### Problems and tasks:
A – Copy the Costco discussion from "I've heard that" up to and including "less than $1000?".
B – In the Costco discussion, what average markup does the cited article give for Costco?

### Quoted text:

═══

I've heard that before, but I can't see how it could be. My back-of-an-envelope calculation: Let's say I spend $1000 per year (I'm estimating low). According to the article, Costco's average markup is 11%. So they make $99.10 profit on my $1000 of spending. Let's assume that the $60 membership is 100% profit. The total profit from me is $159.10. My membership fees would be only 37% profit (60/159.10 = .37). Do vast numbers of people pay for $60 or $120 memberships and spend much less than $1000?



They make $100 of net revenue on your $1000 of spending. Markup isn't profit. They use that money to do things like pay their workers and heat their buildings.


So, if I put membership fees under operating revenue, and then factor out their liquor store as special revenue, I could say they make a huge amount of their profit from liquor sales, and say Costco is just a big liquor store that sells food, merchandise and memberships for fun. That doesn't make much accounting sense.

═══

### Listed entries:
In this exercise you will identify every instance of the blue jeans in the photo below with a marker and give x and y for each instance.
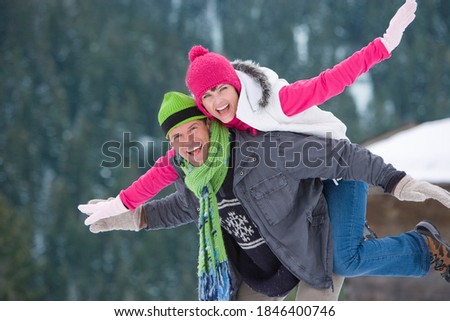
(403, 255)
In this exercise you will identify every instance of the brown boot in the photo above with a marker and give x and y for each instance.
(439, 251)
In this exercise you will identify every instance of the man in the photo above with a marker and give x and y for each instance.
(262, 216)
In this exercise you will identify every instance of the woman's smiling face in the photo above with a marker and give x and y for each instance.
(221, 102)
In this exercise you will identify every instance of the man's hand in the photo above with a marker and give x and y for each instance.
(99, 209)
(409, 189)
(404, 16)
(127, 221)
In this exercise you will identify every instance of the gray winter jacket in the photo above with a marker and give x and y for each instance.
(278, 180)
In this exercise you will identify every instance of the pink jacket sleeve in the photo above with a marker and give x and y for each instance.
(161, 175)
(303, 94)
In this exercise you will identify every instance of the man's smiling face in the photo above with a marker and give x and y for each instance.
(191, 141)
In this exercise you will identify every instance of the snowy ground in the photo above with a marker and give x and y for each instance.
(422, 151)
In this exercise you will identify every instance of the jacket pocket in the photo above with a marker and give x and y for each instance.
(317, 216)
(273, 198)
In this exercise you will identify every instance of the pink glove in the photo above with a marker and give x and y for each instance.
(102, 209)
(404, 16)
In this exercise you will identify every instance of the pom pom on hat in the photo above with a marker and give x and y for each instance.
(206, 71)
(197, 51)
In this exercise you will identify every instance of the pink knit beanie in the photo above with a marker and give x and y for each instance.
(206, 71)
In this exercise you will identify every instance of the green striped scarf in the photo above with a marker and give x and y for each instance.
(205, 181)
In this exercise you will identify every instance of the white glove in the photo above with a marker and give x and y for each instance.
(409, 189)
(404, 16)
(128, 221)
(98, 209)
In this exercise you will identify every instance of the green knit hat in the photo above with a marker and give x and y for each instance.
(177, 109)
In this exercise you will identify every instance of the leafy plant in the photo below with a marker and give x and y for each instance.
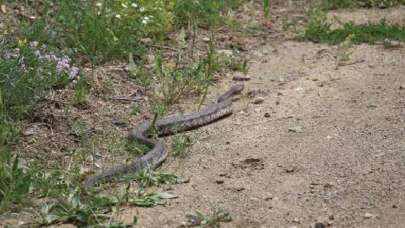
(149, 178)
(202, 12)
(337, 4)
(318, 29)
(15, 182)
(82, 91)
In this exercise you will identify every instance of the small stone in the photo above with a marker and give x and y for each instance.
(368, 215)
(319, 225)
(268, 197)
(258, 100)
(296, 220)
(206, 39)
(296, 129)
(290, 169)
(241, 78)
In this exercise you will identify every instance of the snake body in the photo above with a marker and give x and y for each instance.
(167, 126)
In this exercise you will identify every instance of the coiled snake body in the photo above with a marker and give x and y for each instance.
(167, 126)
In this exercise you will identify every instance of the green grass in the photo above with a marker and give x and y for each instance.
(91, 34)
(15, 182)
(318, 29)
(338, 4)
(207, 13)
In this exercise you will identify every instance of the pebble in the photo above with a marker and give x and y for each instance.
(290, 169)
(241, 78)
(368, 215)
(268, 197)
(258, 100)
(206, 39)
(319, 225)
(296, 129)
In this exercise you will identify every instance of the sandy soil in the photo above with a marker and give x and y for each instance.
(326, 146)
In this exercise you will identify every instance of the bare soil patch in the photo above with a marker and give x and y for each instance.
(325, 146)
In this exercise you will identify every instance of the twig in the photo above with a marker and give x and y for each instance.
(131, 99)
(162, 47)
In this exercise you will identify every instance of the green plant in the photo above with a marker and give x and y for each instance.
(148, 178)
(337, 4)
(317, 25)
(202, 12)
(15, 182)
(180, 79)
(25, 78)
(213, 221)
(318, 29)
(266, 6)
(100, 30)
(82, 91)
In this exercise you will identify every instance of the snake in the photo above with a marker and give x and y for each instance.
(169, 125)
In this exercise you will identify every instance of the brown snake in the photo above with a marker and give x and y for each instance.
(167, 126)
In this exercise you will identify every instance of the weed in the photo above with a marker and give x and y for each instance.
(317, 26)
(15, 183)
(148, 178)
(100, 30)
(338, 4)
(208, 13)
(181, 144)
(138, 72)
(181, 79)
(266, 7)
(344, 50)
(318, 29)
(135, 109)
(25, 78)
(82, 91)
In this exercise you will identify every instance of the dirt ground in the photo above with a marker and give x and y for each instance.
(327, 144)
(325, 148)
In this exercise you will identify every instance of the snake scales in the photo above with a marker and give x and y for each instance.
(167, 126)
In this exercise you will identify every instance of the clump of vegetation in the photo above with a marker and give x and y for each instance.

═══

### Expected answers:
A –
I've heard that before, but I can't see how it could be. My back-of-an-envelope calculation: Let's say I spend $1000 per year (I'm estimating low). According to the article, Costco's average markup is 11%. So they make $99.10 profit on my $1000 of spending. Let's assume that the $60 membership is 100% profit. The total profit from me is $159.10. My membership fees would be only 37% profit (60/159.10 = .37). Do vast numbers of people pay for $60 or $120 memberships and spend much less than $1000?

B – 11%